Verta para o inglês esta frase do texto sobre a Reforma Tributária no setor sucroenergético: “A edição deste ano será realizada pela primeira vez em Ribeirão Preto.”

▸ Texto do exercício
╭──

Setor sucroenergético avalia efeitos da Reforma Tributária sobre insumos, produção e comercialização
A Reforma Tributária entra em fase de transição neste ano e acende um alerta sobre possíveis impactos no agronegócio, setor responsável por 29,4% do PIB brasileiro, segundo estudos do Cepea/Esalq-USP em parceria com a CNA. Na cadeia sucroenergética, o tema será abordado no painel “Impactos da Reforma Tributária para o Produtor de Cana”, que faz parte do Cana Summit 2026. O evento será realizado nos dias 15 e 16 de abril, em Ribeirão Preto (SP).
O debate sobre os impactos da Reforma reúne visões complementares no encontro, com a participação de Analelia Galhardo, tax partner na PwC Brasil; Marcos Ribeiro, sócio da Simões Pires; e Renato Conchon, coordenador do Núcleo Econômico da CNA, sob mediação de Henrique Domingues Montanare, sócio e diretor da Senior Business Solutions.
A revisão de mecanismos como isenções, reduções de alíquotas e créditos presumidos, hoje utilizados para mitigar a cumulatividade de tributos, está entre os principais pontos de atenção. Mudanças na tributação de insumos também entram no radar, com potencial efeito direto sobre os custos da atividade.
De acordo com José Guilherme Nogueira, CEO da ORPLANA, a análise sobre o tema exige uma visão ampliada da atividade. “A proposta é olhar para a Reforma Tributária de forma mais abrangente, considerando não apenas a produção, mas também o impacto sobre insumos e a relação com a indústria. Esse olhar ao longo de toda a cadeia permite entender melhor como as mudanças podem afetar o setor”, afirma.
Com oito painéis na programação e expectativa de reunir cerca de mil participantes, o Cana Summit 2026 é um dos principais espaços de debate do setor sucroenergético. A edição deste ano será realizada pela primeira vez em Ribeirão Preto.

╰──

Registros de dados salvos:
╭──

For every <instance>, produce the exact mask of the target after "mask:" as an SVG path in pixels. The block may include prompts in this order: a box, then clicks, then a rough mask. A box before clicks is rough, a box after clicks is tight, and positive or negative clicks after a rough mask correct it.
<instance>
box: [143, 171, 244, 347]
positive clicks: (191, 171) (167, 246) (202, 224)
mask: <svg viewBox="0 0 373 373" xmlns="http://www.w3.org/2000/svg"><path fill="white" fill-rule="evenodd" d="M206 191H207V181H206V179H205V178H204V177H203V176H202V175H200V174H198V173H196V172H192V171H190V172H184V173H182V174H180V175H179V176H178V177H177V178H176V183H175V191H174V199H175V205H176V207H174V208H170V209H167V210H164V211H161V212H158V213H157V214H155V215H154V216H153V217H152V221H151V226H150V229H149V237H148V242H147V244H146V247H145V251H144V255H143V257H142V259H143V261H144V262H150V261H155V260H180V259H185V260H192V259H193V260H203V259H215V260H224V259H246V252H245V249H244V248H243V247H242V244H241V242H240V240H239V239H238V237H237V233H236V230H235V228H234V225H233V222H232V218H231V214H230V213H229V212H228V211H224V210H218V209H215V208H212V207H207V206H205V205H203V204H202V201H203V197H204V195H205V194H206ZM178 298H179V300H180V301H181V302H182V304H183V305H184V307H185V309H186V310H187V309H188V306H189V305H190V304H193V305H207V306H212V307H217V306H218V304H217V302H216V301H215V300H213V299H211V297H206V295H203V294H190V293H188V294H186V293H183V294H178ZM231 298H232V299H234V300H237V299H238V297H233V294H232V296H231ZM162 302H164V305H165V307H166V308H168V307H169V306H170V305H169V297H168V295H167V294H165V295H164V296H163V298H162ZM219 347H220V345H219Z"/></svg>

╰──

▸ Resposta da tarefa
This year's edition will be held in Ribeirão Preto for the first time.